SUPPLIED PASSAGE:
start
So why not try something similar with blackberries? I had the idea earlier in the week and have been waiting all week to give it a was worth the wait. Busy week, so I'm glad I waited until Saturday when I had the time to make this dish the right way, because IT. WAS. GOOD. Success at my first attempt at any sort of a "reduction"!

This recipe takes a bit of prepping for the pork tenderloin so plan ahead...but it's worth it. Plus, this would make an excellent dinner party dish. Oh yeah, and it's low-fat and full of flavor...if your dinner guests aren't into healthy eating they'll never know!


  • 1 unseasoned pork tenderloin, thawed
  • Salt
  • Pepper
  • Rosemary
  • Garlic powder
Blackberry sauce:
  • 1 shallot, minced
  • 2 tsp. olive oil
  • 2 cups red wine (I used a Cabernet-Sauvingnon)
  • 2 cups fresh blackberries (about 2 pints)
  • 1 tsp. lemon zest
  • Juice from one lemon
  • 2 heaping Tbsp. seedless blackberry preserves, no sugar added
  • 3 sprigs fresh thyme
  • 2 tsp. sugar (see note in directions)
  • salt & pepper to taste


Preparation: The night before you plan to make the meal (or even the morning-of if it's for dinner), rub the thawed pork on all sides with salt, black pepper, garlic powder and rosemary (fresh would be great but I had dried in stock). Since there's already a decent amount of sodium in the pork, it doesn't need a lot of salt. Wrap the tendrloin in clear plastic wrap and store in a container in the refrigerator.

When ready to prepare the meal, take out the pork and it let come to room temperature. Meanwhile, preheat the grill (we use a charcoal grill, so I'm not sure of the temperature if you're using a gas grill).

Once hot, grill the pork 15 min. on each side, about 30 min. total. Some recipes suggest searing the pork for a couple of minutes on either side and then cooking it through on a medium heat. It is recommended to cook pork to 160 degrees, but be careful not to overcook it.

When cooked, remove from grill, let rest for 5-10 min. and slice.

To make pork in oven, cover a shallow baking dish with foil and spray with cooking spray. Place pork on foil and bake at 350 degrees about 45 min. or until pork reaches 160 degrees.

Blackberry Sauce:

I started working on this while the grill was heating and it was done about the time we finished the pork. Couldn't resist a photo of the heat rising off the sauce! Yum!

Heat 2 tsp. olive oil (plus a little olive oil spray) in a skillet over medium heat. Mince shallot and sauté until mostly translucent. Increase to med-high, add wine and bring to a boil. Let liquid reduce a bit, stirring some to make sure the shallot isn't sticking to the pan.
end
[Stored records]
start
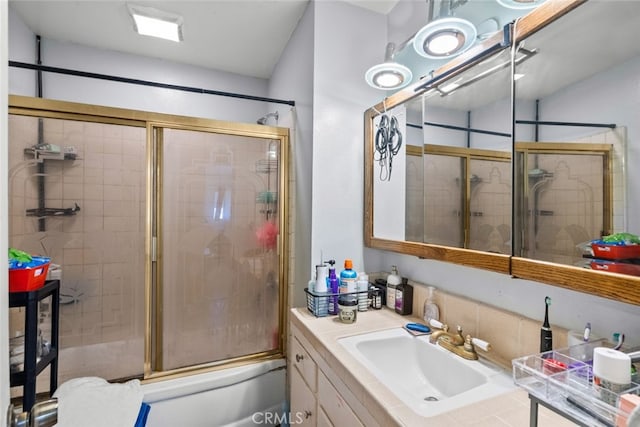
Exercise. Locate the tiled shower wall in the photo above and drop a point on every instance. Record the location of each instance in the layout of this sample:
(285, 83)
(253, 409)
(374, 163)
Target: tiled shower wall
(220, 279)
(100, 249)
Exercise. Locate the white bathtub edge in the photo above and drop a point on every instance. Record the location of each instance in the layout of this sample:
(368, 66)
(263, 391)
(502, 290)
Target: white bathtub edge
(163, 390)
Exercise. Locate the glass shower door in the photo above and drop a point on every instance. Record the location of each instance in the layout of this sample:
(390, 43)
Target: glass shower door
(218, 237)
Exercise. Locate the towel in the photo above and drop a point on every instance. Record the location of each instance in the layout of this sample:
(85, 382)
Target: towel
(92, 401)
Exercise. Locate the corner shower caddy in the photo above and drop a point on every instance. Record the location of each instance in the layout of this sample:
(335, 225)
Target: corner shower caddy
(41, 211)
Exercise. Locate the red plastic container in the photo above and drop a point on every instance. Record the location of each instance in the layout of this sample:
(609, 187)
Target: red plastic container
(27, 279)
(616, 267)
(604, 251)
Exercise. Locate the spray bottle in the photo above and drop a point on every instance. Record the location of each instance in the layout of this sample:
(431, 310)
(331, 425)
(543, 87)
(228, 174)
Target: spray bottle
(348, 279)
(334, 287)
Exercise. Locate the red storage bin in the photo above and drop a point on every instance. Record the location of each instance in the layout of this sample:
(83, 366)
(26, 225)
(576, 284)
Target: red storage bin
(604, 251)
(616, 267)
(28, 279)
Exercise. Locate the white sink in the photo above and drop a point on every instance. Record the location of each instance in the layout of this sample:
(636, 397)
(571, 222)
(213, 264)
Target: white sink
(426, 377)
end
THE TASKS:
A - Retype the passage of the pork tenderloin recipe from "Preparation: The night" to "to overcook it.".
B - Repeat exactly the stored rows from the line with "Exercise. Locate the white sink" through the end of those rows.

CORRECT ANSWERS:
A -
Preparation: The night before you plan to make the meal (or even the morning-of if it's for dinner), rub the thawed pork on all sides with salt, black pepper, garlic powder and rosemary (fresh would be great but I had dried in stock). Since there's already a decent amount of sodium in the pork, it doesn't need a lot of salt. Wrap the tendrloin in clear plastic wrap and store in a container in the refrigerator.

When ready to prepare the meal, take out the pork and it let come to room temperature. Meanwhile, preheat the grill (we use a charcoal grill, so I'm not sure of the temperature if you're using a gas grill).

Once hot, grill the pork 15 min. on each side, about 30 min. total. Some recipes suggest searing the pork for a couple of minutes on either side and then cooking it through on a medium heat. It is recommended to cook pork to 160 degrees, but be careful not to overcook it.

B -
Exercise. Locate the white sink in the photo above and drop a point on every instance. Record the location of each instance in the layout of this sample:
(636, 397)
(571, 222)
(213, 264)
Target: white sink
(426, 377)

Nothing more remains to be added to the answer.